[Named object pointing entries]
------------------------------

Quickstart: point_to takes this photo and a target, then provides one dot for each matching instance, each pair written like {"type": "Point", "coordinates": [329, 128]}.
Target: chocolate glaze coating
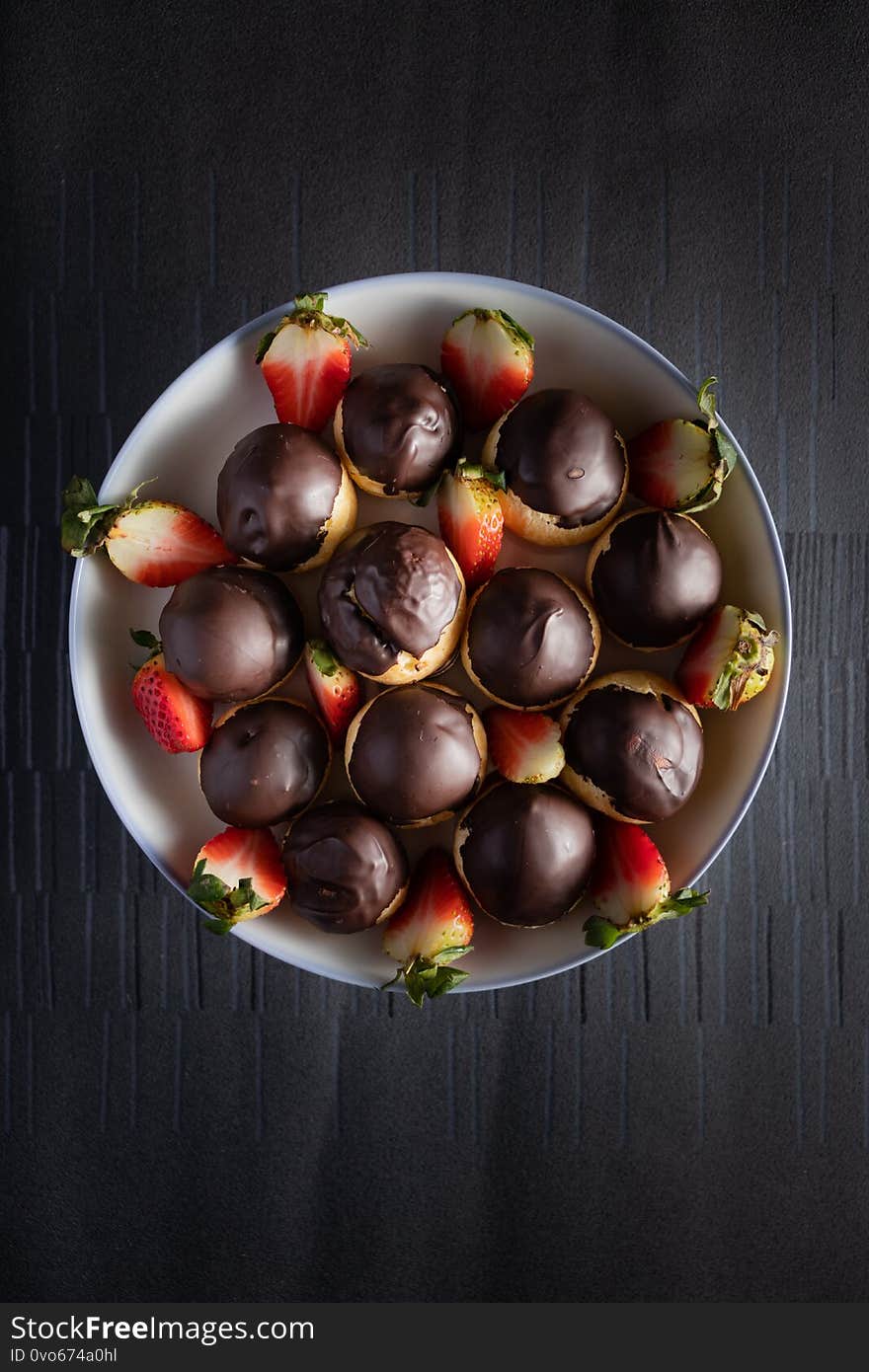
{"type": "Point", "coordinates": [560, 456]}
{"type": "Point", "coordinates": [264, 763]}
{"type": "Point", "coordinates": [415, 755]}
{"type": "Point", "coordinates": [389, 589]}
{"type": "Point", "coordinates": [344, 868]}
{"type": "Point", "coordinates": [646, 753]}
{"type": "Point", "coordinates": [528, 852]}
{"type": "Point", "coordinates": [231, 633]}
{"type": "Point", "coordinates": [657, 580]}
{"type": "Point", "coordinates": [528, 637]}
{"type": "Point", "coordinates": [275, 495]}
{"type": "Point", "coordinates": [401, 425]}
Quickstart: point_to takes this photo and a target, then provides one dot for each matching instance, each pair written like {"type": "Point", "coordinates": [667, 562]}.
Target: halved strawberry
{"type": "Point", "coordinates": [175, 718]}
{"type": "Point", "coordinates": [679, 464]}
{"type": "Point", "coordinates": [489, 358]}
{"type": "Point", "coordinates": [433, 928]}
{"type": "Point", "coordinates": [471, 520]}
{"type": "Point", "coordinates": [729, 660]}
{"type": "Point", "coordinates": [151, 542]}
{"type": "Point", "coordinates": [630, 885]}
{"type": "Point", "coordinates": [523, 746]}
{"type": "Point", "coordinates": [306, 362]}
{"type": "Point", "coordinates": [238, 876]}
{"type": "Point", "coordinates": [337, 690]}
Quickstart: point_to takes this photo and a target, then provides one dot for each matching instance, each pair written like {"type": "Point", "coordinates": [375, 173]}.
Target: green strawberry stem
{"type": "Point", "coordinates": [506, 320]}
{"type": "Point", "coordinates": [602, 933]}
{"type": "Point", "coordinates": [144, 639]}
{"type": "Point", "coordinates": [727, 452]}
{"type": "Point", "coordinates": [215, 897]}
{"type": "Point", "coordinates": [309, 315]}
{"type": "Point", "coordinates": [84, 521]}
{"type": "Point", "coordinates": [430, 977]}
{"type": "Point", "coordinates": [477, 472]}
{"type": "Point", "coordinates": [750, 656]}
{"type": "Point", "coordinates": [323, 657]}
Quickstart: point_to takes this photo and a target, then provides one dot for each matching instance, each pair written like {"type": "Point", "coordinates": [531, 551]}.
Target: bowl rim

------------------------------

• _Exercise_
All of the records need repeating exactly, except for the pictures.

• _Task solution_
Quickstart: point_to takes this photo and a target, then provides one dot for each matching instance, each pair written like {"type": "Point", "coordinates": [329, 128]}.
Target: chocolate glaze coating
{"type": "Point", "coordinates": [560, 456]}
{"type": "Point", "coordinates": [264, 763]}
{"type": "Point", "coordinates": [415, 755]}
{"type": "Point", "coordinates": [389, 589]}
{"type": "Point", "coordinates": [344, 868]}
{"type": "Point", "coordinates": [646, 753]}
{"type": "Point", "coordinates": [528, 852]}
{"type": "Point", "coordinates": [231, 633]}
{"type": "Point", "coordinates": [657, 580]}
{"type": "Point", "coordinates": [528, 637]}
{"type": "Point", "coordinates": [275, 495]}
{"type": "Point", "coordinates": [401, 425]}
Quickstart: point_to takes this photo and a target, then provides one dot for each matching instance, each pair written like {"type": "Point", "coordinates": [667, 562]}.
Target: halved strawberry
{"type": "Point", "coordinates": [175, 718]}
{"type": "Point", "coordinates": [679, 464]}
{"type": "Point", "coordinates": [489, 358]}
{"type": "Point", "coordinates": [433, 928]}
{"type": "Point", "coordinates": [471, 520]}
{"type": "Point", "coordinates": [729, 660]}
{"type": "Point", "coordinates": [151, 542]}
{"type": "Point", "coordinates": [630, 885]}
{"type": "Point", "coordinates": [523, 746]}
{"type": "Point", "coordinates": [306, 362]}
{"type": "Point", "coordinates": [238, 876]}
{"type": "Point", "coordinates": [337, 690]}
Quickstart: point_to takes this photo and a target, then provides one dot for each matching instance, each pair written like {"type": "Point", "coordinates": [375, 173]}.
Target: green strawberry stem
{"type": "Point", "coordinates": [506, 320]}
{"type": "Point", "coordinates": [602, 933]}
{"type": "Point", "coordinates": [144, 639]}
{"type": "Point", "coordinates": [727, 452]}
{"type": "Point", "coordinates": [215, 897]}
{"type": "Point", "coordinates": [309, 315]}
{"type": "Point", "coordinates": [84, 521]}
{"type": "Point", "coordinates": [430, 977]}
{"type": "Point", "coordinates": [477, 472]}
{"type": "Point", "coordinates": [750, 656]}
{"type": "Point", "coordinates": [323, 657]}
Quickstart: point_to takes this photo and a target, then provides one dot for each matching instance, each pair written like {"type": "Point", "coordinates": [531, 551]}.
Target: bowl rim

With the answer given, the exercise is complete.